WHAT YOU ARE ASKED TO DO:
Convert the lines in the rows below into a JSON list of strings, one string per line with blank lines left out, starting at the line that contains "instance of the mud" and continuing through the end of the rows.

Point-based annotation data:
__________________________________________________

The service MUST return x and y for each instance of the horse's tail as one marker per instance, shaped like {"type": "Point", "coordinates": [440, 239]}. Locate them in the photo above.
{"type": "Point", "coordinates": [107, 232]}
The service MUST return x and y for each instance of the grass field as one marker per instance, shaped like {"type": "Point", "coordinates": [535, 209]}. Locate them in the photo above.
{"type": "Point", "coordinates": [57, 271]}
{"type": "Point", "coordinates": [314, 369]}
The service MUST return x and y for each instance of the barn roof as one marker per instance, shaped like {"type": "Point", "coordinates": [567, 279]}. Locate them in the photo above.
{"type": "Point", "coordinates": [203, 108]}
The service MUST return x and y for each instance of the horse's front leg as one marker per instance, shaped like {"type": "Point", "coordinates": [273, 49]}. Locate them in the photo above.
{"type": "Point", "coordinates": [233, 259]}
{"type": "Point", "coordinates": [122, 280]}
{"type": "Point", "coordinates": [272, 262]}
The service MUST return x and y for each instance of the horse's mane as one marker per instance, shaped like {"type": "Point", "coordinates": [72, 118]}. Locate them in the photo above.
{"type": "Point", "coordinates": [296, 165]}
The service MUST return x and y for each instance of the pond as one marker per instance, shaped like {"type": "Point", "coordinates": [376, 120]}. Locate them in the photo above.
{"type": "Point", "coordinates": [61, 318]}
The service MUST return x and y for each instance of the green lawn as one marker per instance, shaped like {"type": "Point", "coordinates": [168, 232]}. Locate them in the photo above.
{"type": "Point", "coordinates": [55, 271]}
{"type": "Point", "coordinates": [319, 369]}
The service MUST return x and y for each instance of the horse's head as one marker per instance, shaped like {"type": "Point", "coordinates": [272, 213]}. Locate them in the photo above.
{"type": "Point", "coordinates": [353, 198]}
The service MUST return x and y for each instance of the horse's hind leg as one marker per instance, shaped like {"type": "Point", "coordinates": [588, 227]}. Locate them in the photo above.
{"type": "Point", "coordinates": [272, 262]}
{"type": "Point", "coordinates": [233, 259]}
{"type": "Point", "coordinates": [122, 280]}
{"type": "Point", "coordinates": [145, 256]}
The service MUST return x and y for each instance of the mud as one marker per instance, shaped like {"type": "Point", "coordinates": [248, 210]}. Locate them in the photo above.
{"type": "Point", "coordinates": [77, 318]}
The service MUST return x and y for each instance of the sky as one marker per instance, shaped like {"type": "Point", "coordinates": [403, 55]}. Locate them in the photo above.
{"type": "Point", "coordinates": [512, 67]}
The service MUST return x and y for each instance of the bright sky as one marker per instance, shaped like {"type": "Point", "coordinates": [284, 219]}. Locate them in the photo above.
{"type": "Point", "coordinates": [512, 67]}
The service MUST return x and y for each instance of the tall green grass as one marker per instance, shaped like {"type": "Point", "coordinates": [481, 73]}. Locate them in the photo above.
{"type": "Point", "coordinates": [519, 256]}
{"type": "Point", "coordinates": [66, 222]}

__________________________________________________

THE COMPLETED TASK:
[
  "The service MUST return x and y for each instance of the mud as one marker per instance, shaped like {\"type\": \"Point\", \"coordinates\": [248, 210]}. Locate them in the photo above.",
  "{\"type\": \"Point\", \"coordinates\": [77, 318]}",
  "The service MUST return x and y for each instance of the sky as one marker per instance, shaped like {\"type\": \"Point\", \"coordinates\": [403, 55]}. Locate them in the photo above.",
  "{\"type\": \"Point\", \"coordinates\": [512, 67]}",
  "The service MUST return x and y for each instance of the bright sky as one marker per instance, shaped like {\"type\": \"Point\", \"coordinates\": [284, 219]}. Locate them in the photo above.",
  "{\"type\": \"Point\", \"coordinates\": [512, 67]}",
  "The service MUST return x and y for each instance of the tall green grass as one marker per instance, shaped like {\"type\": \"Point\", \"coordinates\": [481, 73]}. Locate them in the photo above.",
  "{\"type\": \"Point\", \"coordinates\": [519, 256]}",
  "{\"type\": \"Point\", \"coordinates\": [66, 222]}"
]